Copy the lines starting at the one containing "every bird has" and ending at the one containing "[392,369,417,391]", both included.

--- begin Dataset ---

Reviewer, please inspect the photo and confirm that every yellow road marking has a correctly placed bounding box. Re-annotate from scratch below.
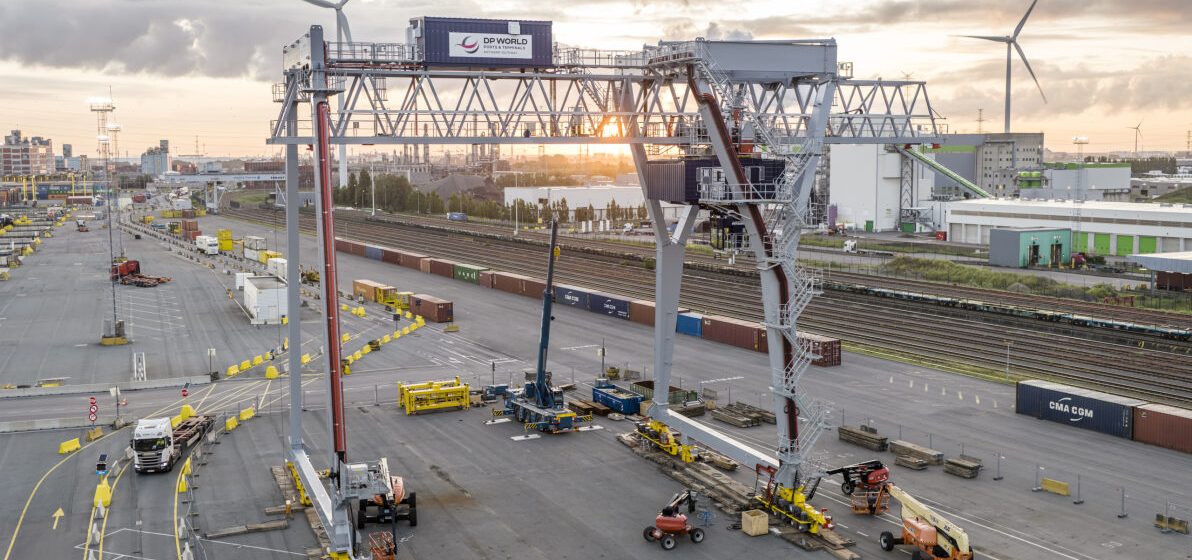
[97,463,129,558]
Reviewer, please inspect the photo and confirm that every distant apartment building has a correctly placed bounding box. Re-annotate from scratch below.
[0,130,57,175]
[141,139,172,176]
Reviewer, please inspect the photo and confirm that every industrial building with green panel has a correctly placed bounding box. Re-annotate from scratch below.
[989,228,1072,268]
[945,199,1192,256]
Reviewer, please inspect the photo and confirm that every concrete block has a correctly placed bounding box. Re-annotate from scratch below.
[58,437,82,455]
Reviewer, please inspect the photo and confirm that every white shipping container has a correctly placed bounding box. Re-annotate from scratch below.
[194,235,219,255]
[244,276,286,325]
[265,257,286,280]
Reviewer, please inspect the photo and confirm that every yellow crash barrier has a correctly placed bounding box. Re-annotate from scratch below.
[91,477,112,508]
[58,437,82,455]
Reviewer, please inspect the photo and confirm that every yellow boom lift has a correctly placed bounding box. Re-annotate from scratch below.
[879,483,973,560]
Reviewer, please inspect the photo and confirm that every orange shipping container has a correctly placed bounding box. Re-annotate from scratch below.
[1134,404,1192,453]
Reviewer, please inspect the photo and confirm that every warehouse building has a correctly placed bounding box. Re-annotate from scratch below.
[945,199,1192,256]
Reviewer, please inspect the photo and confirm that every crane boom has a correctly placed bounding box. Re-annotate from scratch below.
[886,484,973,558]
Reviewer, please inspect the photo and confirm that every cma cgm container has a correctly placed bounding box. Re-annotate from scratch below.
[410,293,455,323]
[1134,404,1192,453]
[406,17,554,68]
[675,313,703,337]
[1016,379,1147,438]
[550,285,588,309]
[588,292,629,319]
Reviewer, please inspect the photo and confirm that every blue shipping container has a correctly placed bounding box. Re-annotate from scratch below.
[675,313,703,338]
[409,17,554,68]
[592,386,642,415]
[588,292,629,319]
[554,285,589,309]
[1014,379,1147,438]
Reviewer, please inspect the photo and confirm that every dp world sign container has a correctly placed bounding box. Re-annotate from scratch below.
[1014,379,1147,438]
[406,17,554,68]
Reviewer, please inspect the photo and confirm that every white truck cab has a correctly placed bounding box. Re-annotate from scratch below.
[132,418,176,473]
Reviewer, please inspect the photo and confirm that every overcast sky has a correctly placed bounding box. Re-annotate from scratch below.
[0,0,1192,156]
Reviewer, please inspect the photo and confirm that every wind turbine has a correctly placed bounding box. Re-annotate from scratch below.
[963,0,1047,132]
[303,0,352,188]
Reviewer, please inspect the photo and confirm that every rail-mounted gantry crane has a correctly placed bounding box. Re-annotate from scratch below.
[268,21,939,558]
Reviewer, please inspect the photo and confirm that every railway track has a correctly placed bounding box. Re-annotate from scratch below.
[225,210,1192,406]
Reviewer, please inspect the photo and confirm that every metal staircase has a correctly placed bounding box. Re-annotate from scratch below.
[694,43,831,475]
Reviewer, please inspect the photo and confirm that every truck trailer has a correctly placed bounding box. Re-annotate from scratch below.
[131,416,215,473]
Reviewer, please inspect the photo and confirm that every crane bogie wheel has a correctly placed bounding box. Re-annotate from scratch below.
[641,525,658,542]
[877,531,894,552]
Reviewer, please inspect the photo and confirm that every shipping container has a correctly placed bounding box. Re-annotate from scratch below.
[554,284,588,309]
[675,313,703,336]
[429,259,455,278]
[700,315,762,350]
[1014,379,1147,438]
[452,262,489,284]
[406,17,554,68]
[1134,404,1192,453]
[588,292,629,319]
[629,379,700,404]
[492,270,527,295]
[592,381,644,415]
[520,278,546,301]
[629,299,654,326]
[410,293,454,323]
[380,248,402,265]
[396,251,428,270]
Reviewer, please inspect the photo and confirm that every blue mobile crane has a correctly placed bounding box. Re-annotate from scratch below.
[502,219,581,434]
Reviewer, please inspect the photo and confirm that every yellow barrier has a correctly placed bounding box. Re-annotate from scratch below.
[58,437,82,455]
[1039,478,1072,496]
[91,477,112,508]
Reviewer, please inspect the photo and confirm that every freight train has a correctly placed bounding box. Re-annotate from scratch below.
[824,281,1192,341]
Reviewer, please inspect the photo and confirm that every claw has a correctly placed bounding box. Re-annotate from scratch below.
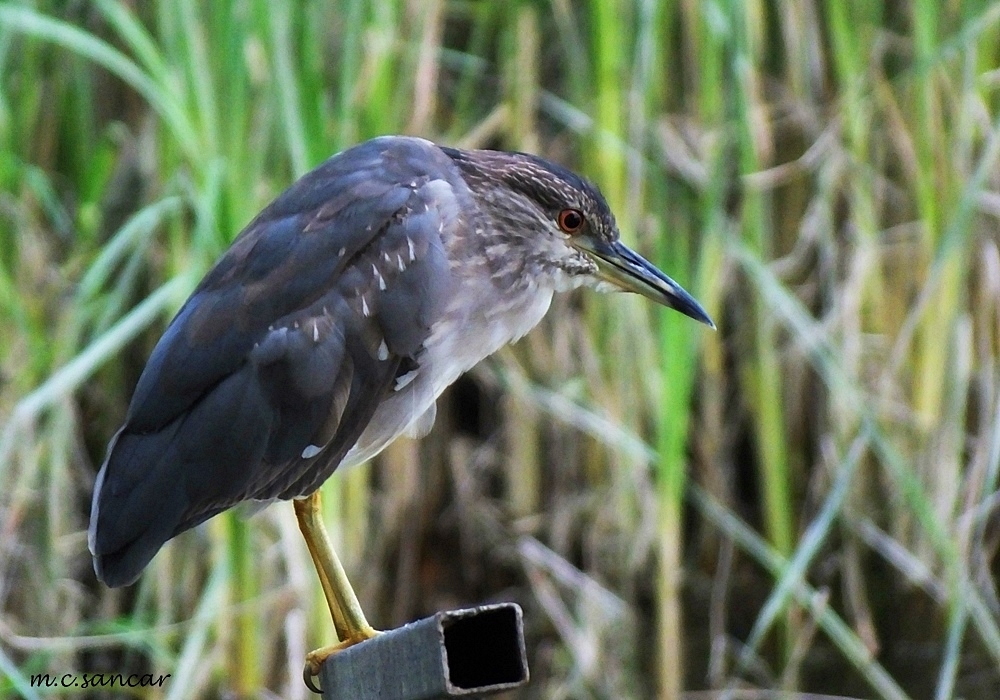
[302,657,323,695]
[302,627,382,695]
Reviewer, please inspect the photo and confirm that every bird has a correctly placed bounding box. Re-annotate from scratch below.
[88,136,715,690]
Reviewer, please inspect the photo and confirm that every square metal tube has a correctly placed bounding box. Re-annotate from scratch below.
[320,603,528,700]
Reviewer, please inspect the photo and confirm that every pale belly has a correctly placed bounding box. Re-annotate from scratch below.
[340,282,552,468]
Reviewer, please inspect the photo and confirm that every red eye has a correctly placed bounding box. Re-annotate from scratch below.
[558,209,585,233]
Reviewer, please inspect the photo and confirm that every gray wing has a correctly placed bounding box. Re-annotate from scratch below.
[89,137,467,586]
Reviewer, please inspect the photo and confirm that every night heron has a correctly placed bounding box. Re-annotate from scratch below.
[89,136,712,688]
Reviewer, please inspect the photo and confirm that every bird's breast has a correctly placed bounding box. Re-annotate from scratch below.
[342,281,553,466]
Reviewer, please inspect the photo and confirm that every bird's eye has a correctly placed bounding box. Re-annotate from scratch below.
[558,209,584,233]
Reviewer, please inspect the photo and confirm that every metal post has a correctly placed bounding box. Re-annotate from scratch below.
[320,603,528,700]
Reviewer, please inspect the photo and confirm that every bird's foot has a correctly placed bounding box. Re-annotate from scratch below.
[302,627,382,694]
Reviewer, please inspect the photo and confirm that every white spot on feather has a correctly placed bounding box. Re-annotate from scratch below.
[392,369,417,391]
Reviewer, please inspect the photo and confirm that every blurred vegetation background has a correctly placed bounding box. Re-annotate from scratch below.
[0,0,1000,700]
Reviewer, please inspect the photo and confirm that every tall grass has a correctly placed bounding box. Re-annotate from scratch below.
[0,0,1000,699]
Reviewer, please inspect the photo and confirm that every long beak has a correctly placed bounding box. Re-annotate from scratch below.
[570,236,715,329]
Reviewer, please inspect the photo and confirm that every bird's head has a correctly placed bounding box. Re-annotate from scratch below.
[445,149,715,328]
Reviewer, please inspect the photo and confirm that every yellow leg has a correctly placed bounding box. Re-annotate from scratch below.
[293,491,379,693]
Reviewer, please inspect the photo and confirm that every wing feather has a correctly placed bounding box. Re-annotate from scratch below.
[89,137,464,586]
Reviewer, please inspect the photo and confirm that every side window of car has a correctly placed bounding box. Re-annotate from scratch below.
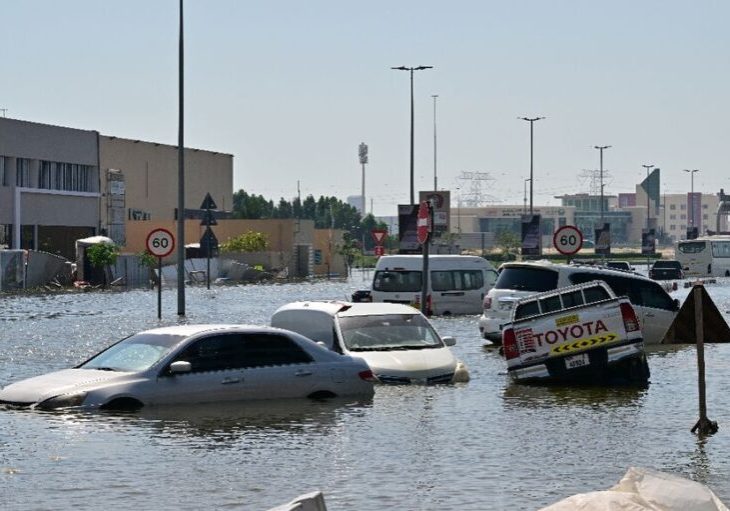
[540,295,562,312]
[562,290,583,308]
[241,333,313,367]
[176,334,241,373]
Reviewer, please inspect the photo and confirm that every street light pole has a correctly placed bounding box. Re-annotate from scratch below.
[431,94,439,192]
[593,145,611,223]
[684,169,700,227]
[518,117,544,215]
[391,66,433,204]
[642,165,654,232]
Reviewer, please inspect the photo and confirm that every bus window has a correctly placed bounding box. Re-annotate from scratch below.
[712,241,730,257]
[677,241,707,254]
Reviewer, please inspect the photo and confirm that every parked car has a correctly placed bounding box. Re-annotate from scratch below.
[606,261,634,271]
[649,259,684,280]
[0,325,374,409]
[479,261,679,344]
[271,301,469,384]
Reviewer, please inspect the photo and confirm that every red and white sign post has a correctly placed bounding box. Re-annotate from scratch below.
[370,229,388,257]
[147,229,175,319]
[553,225,583,255]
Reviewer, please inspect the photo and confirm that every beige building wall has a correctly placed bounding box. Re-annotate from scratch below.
[99,135,233,241]
[660,193,720,240]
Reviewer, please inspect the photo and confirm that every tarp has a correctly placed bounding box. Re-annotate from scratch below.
[539,467,728,511]
[662,284,730,344]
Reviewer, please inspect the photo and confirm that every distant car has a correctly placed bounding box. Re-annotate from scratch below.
[271,301,469,384]
[649,259,684,280]
[352,289,373,303]
[0,325,375,410]
[606,261,634,271]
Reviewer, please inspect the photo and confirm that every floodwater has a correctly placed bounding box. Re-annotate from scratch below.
[0,275,730,511]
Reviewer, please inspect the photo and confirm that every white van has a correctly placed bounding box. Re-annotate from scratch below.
[479,261,679,344]
[271,301,469,384]
[371,255,497,315]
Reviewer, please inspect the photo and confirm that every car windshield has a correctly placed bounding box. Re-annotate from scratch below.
[339,314,443,351]
[494,266,558,293]
[654,261,682,269]
[79,333,185,372]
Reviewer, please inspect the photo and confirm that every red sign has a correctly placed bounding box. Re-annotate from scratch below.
[553,225,583,255]
[146,229,175,257]
[416,201,431,245]
[370,229,388,246]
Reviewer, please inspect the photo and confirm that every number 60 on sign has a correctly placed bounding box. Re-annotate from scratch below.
[147,229,175,257]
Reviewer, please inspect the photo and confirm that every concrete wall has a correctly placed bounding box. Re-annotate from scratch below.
[99,135,233,223]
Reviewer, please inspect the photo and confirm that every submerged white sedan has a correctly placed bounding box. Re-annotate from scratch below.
[0,325,376,410]
[271,301,469,384]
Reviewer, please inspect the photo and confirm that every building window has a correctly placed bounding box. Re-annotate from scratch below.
[38,161,91,192]
[15,158,30,187]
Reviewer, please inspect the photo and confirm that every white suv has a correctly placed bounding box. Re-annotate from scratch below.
[479,261,679,344]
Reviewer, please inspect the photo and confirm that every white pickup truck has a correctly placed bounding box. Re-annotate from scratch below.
[502,280,649,385]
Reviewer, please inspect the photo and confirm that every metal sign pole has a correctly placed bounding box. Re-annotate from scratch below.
[157,257,162,319]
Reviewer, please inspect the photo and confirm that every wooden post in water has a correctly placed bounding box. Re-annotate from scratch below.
[692,284,717,435]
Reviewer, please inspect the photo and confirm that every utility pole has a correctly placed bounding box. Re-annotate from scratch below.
[518,117,544,215]
[593,145,611,223]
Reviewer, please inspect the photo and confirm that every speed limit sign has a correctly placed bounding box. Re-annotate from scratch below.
[553,225,583,255]
[147,229,175,257]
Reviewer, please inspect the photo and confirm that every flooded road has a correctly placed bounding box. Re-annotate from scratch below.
[0,276,730,510]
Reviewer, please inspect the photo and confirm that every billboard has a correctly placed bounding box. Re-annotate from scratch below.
[594,223,611,255]
[641,229,656,255]
[398,204,421,254]
[418,190,451,239]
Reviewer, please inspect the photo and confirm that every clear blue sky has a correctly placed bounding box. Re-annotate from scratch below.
[0,0,730,215]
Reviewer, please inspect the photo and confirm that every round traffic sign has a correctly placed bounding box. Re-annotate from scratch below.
[553,225,583,255]
[416,201,431,245]
[147,228,175,257]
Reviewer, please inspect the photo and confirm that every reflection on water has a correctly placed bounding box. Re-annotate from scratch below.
[503,383,648,409]
[0,277,730,511]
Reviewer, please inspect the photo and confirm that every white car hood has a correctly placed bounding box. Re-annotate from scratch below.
[0,369,129,403]
[351,347,456,378]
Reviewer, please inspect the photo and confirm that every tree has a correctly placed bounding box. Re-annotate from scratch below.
[220,231,269,252]
[86,243,119,289]
[495,231,522,261]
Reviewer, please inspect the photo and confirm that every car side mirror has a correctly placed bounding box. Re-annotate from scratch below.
[441,335,456,346]
[170,360,193,374]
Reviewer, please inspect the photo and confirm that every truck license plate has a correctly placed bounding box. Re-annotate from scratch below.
[565,353,590,369]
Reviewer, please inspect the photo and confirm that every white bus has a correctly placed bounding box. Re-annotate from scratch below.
[371,255,497,315]
[674,235,730,277]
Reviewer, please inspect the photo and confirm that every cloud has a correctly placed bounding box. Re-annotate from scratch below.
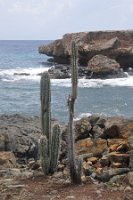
[7,0,78,17]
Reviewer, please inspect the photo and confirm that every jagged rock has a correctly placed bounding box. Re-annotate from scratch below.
[0,151,16,169]
[108,152,129,167]
[96,168,129,182]
[39,31,133,70]
[75,138,107,156]
[0,115,64,164]
[75,118,92,140]
[100,156,110,167]
[87,54,126,78]
[127,171,133,187]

--- end Dataset ---

**Answer below**.
Reviewer, please inspect the photo and confirm that every bird has a correctly placed bounding box. Re-annotate from scratch below.
[88,136,715,690]
Reviewer, please inspect the photo and confirm that every square metal tube has a correctly placed bounding box. Re-annotate from scratch below.
[320,603,528,700]
Reviewer, please inspect the photo and confirm that every pale belly has a correctly placed bounding box. Re-annotate from scratch below.
[340,282,552,468]
Reviewer, please inspect the photo and confirm that every red eye has a correctly placed bounding box. Re-annotate from scratch below.
[558,209,585,233]
Reviewer, please inspect the photo and confirm that every gray wing has a correctly placed bounding box. Re-annotate from scratch below.
[89,137,467,586]
Reviewer, please inspect the photo and confirm that every night heron has a correctly placed bounding box. Re-annotate from scratch below.
[89,136,712,688]
Reviewer, please inspect the photo and confirm that every bird's breast has a correctly placed bounding box. Re-annotate from scratch below.
[342,281,553,466]
Reviewer, please inspect the photo and confirm that every bird's eye has a correctly placed bounding box. Re-annotate from scratch below.
[558,209,584,233]
Reviewer, please inspect the photo and confirm that every metal post has a correctly placed bounding box. Re-annotate from scratch below.
[320,603,528,700]
Reviewer, please inspect the photo and confirm that every bird's foot has a correctly placed bounding box. Re-annotate from scratch below.
[302,627,382,694]
Reviewer, please inspect the photo and confirm that every white spot on feather has a correctly placed bounding box. Re-annotate from scratch below.
[392,369,417,391]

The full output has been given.